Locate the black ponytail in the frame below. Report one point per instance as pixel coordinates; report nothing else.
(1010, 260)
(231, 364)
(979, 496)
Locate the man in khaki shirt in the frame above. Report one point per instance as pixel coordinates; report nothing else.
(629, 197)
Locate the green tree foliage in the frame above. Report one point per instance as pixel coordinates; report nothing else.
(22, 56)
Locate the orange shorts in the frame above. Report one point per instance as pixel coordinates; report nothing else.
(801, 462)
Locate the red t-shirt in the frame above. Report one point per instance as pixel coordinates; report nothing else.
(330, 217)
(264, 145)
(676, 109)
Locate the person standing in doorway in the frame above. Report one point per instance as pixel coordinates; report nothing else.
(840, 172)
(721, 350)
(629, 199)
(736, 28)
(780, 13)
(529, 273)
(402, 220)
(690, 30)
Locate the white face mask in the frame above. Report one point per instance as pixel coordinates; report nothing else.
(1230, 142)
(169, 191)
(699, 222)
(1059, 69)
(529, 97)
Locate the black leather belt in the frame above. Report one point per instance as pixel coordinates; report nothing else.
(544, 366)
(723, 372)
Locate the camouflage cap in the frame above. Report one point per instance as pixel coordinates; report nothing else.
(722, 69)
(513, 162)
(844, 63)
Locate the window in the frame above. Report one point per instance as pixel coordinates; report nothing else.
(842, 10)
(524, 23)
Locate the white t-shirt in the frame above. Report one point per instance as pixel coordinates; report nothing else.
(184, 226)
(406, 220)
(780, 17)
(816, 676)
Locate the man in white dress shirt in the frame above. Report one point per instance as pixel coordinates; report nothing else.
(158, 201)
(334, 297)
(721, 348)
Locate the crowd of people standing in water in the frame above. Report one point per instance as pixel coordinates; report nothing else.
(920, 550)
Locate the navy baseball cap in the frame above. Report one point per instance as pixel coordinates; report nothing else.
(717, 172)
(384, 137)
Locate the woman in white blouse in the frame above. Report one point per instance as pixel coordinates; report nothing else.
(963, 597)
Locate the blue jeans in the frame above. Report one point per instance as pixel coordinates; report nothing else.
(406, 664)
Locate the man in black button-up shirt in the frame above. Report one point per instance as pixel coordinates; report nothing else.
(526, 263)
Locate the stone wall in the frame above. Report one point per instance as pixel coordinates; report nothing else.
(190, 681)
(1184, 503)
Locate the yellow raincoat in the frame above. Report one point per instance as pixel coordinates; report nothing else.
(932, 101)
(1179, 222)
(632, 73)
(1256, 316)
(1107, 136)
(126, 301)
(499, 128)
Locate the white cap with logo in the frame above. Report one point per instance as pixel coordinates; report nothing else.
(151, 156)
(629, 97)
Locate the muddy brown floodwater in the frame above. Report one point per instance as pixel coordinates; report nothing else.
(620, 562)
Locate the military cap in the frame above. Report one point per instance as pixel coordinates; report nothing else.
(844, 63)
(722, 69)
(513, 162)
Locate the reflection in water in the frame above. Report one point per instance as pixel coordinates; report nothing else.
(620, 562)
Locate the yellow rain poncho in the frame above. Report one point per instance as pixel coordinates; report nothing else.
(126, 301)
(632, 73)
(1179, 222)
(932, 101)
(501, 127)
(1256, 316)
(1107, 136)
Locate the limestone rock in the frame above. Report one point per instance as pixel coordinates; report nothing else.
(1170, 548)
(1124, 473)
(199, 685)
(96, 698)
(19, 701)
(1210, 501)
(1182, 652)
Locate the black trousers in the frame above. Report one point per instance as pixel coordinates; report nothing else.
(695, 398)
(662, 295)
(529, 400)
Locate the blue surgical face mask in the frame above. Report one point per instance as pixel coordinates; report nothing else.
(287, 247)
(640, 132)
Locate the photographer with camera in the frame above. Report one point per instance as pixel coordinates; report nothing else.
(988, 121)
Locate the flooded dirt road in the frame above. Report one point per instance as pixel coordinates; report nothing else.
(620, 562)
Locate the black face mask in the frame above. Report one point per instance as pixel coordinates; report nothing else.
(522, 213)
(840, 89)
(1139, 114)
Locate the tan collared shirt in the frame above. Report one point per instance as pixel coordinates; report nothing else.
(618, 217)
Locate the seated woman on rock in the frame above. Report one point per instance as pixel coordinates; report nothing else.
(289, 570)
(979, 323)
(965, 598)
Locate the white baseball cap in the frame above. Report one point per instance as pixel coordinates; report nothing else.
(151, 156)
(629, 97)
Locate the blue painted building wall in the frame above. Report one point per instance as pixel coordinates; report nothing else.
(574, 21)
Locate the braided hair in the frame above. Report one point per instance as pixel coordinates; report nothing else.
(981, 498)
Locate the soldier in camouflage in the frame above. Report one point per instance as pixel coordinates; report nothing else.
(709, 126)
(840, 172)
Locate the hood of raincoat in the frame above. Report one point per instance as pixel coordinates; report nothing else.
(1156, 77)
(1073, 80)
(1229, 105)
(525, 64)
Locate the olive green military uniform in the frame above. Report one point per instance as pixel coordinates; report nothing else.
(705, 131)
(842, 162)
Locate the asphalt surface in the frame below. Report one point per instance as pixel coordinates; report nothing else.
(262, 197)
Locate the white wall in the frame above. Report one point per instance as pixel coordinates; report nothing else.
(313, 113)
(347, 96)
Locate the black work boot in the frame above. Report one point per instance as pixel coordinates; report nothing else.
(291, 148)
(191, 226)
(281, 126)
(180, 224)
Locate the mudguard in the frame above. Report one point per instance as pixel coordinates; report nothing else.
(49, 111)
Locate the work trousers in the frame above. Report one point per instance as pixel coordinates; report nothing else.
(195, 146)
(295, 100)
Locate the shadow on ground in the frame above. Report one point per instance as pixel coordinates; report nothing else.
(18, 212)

========================

What the exercise asks> Write out every item above again, replacing each "frame" with "image" and leaving all other wording as it stands.

The reply>
Locate the black ponytail in the image below. Report one point per instance as pixel coordinates; report nothing else.
(1010, 260)
(231, 364)
(979, 496)
Locate the man in khaki shirt in the image above. Report one point per instance as pixel coordinates; report nothing else.
(629, 197)
Locate the green tree foliage in the image above. Report one point per instance as pixel coordinates; report nothing else.
(22, 56)
Locate the orange shorts in the image above. Report one point per instance as pixel coordinates; report nothing else.
(801, 462)
Locate the red t-shirt in the image above. Report one point per instance as pixel coordinates; report nothing else.
(330, 217)
(264, 145)
(676, 109)
Locate the person standing in doorway in the image above. Report one point per instance as pixel coordinates; report nothing else.
(840, 172)
(721, 350)
(629, 199)
(736, 28)
(780, 13)
(529, 273)
(402, 220)
(690, 30)
Locate the white face mask in the image above. Report one point per instance as pixel coordinates; report nothing else.
(1230, 142)
(169, 191)
(699, 222)
(1059, 69)
(529, 97)
Locate the black leather belt in the image above. Report one point per instance as pixel coordinates; report nothing else.
(544, 366)
(723, 372)
Locate the camouflage cap in the image above. Report one point per instance as pixel coordinates; report nothing else.
(722, 69)
(513, 162)
(844, 63)
Locate the window in the image above. Report one point per instance as pixel coordinates; report nothing else.
(842, 10)
(524, 23)
Locate the white t-shirt in the image above. Report one point per instance as pixel coordinates; report nothing else.
(184, 226)
(406, 220)
(780, 17)
(816, 676)
Locate the man in white dress shirt in the image above. Report one point per instance as pixel coordinates; report nothing else.
(158, 201)
(334, 297)
(721, 348)
Locate the crowd of people standing in water in the image above. Report one point per instance as pixel coordinates; report nothing else.
(920, 550)
Locate the navy baseball cap in the image above. Report one point per instance as pixel coordinates; report nothing else.
(717, 172)
(384, 137)
Locate the woman in white blouse in the image above. Report one point per instance as pixel coordinates; report nothing else.
(963, 597)
Locate the blue jeans in the image above. Report one point per instance as pixel coordinates; report nothing else.
(406, 664)
Locate the man in black button-up shirt in the image above. Report one point per instance as pixel coordinates; report nothing else.
(526, 263)
Locate the stone wall in the image above. Report one point per instance as pixel coordinates; report nothing else.
(190, 681)
(1184, 503)
Locate the yellow raincoat in the image above. Report one point per instance as pixel coordinates; report nothing else.
(932, 101)
(1179, 222)
(632, 73)
(1256, 316)
(1107, 136)
(126, 301)
(499, 128)
Locate the white cap with logo in the image above. Report one point per instance as pixel coordinates; report nothing else.
(151, 156)
(629, 97)
Locate the muddy brown floodwater in the image above. Report one point per instance as pixel coordinates; report nothing else.
(620, 562)
Locate the military cap in the image above. Report one point per instance as pixel coordinates; report nothing else.
(844, 63)
(722, 69)
(513, 162)
Locate the reflection in water in the image above. Report one point per instance as pixel coordinates; report nothing else.
(620, 562)
Locate the yellow rain poncho in the image above. Report one point per instance as pixel coordinates; report nothing else.
(126, 301)
(632, 73)
(1179, 222)
(932, 101)
(501, 127)
(1256, 316)
(1107, 136)
Locate the limestone rock in the image above. Report one point per instance as pixel coordinates; report nothing else.
(1170, 548)
(1124, 473)
(199, 685)
(96, 698)
(19, 701)
(1210, 501)
(1182, 652)
Locate the black trousers in the image above. Report one point per instance as pixel coordinates; report nothing else.
(695, 398)
(662, 295)
(529, 400)
Locate the blue surgical face mask in the image above. Report one point per instance as pixel coordinates; report nothing else.
(287, 247)
(640, 132)
Locate the photographer with camera in the image above. Report one point per instance as pixel coordinates; report nothing else.
(988, 121)
Locate the flooded dirt road in the image above. Report one point per instance as pixel coordinates; report nothing else.
(620, 562)
Locate the black face mask in the image above. Report one point per instance as pixel coordinates; report nothing else.
(522, 213)
(840, 89)
(1139, 114)
Locate the tan collared shirt in the image above. Report one point per instance as pixel coordinates; report nothing else.
(618, 217)
Locate the seated woman on rock in the image above. Report one point per instance as pixel coordinates; report nothing else.
(289, 570)
(979, 323)
(965, 598)
Locate the white baseball cap in the image above. Report one point per instance as pixel coordinates; report nothing else.
(151, 156)
(629, 97)
Locate the blue painted building wall in the image above. Report one point per instance as pixel coordinates; report nothing else.
(574, 21)
Locate the braided hair in the image above. Report one point per instance as pixel coordinates; report nothing else.
(981, 498)
Locate the soldier in camouflage in the image above. Report one point per instance as pixel coordinates; report nothing else.
(709, 126)
(840, 172)
Locate the hood of raincoat in the image above. Report one point per instance as pixel coordinates; report nothing else.
(1156, 77)
(1073, 80)
(1229, 105)
(525, 64)
Locate the olive green military uniform in the image above. Report one point per instance as pixel coordinates; report nothing else.
(705, 131)
(842, 162)
Locate the asphalt surface in the image below. Report one point per instance as pixel coordinates; report nothing else.
(262, 197)
Locate the white wall in the image above. Report one point per instance as pixel coordinates; report nothing else.
(313, 113)
(347, 96)
Locate the black work boot in the image above. Report one point per instance as pixel coordinates; report nothing else.
(291, 148)
(191, 226)
(281, 126)
(180, 224)
Locate the mudguard in the image above. Report one point per instance as pixel coordinates; report nothing else.
(49, 111)
Locate the work trousers in the image above. Report one point per instance as pixel coordinates; report nothing else.
(195, 146)
(295, 100)
Locate the shadow on ground in the image above. Report one point per instance as pixel coordinates; report nothing else.
(18, 212)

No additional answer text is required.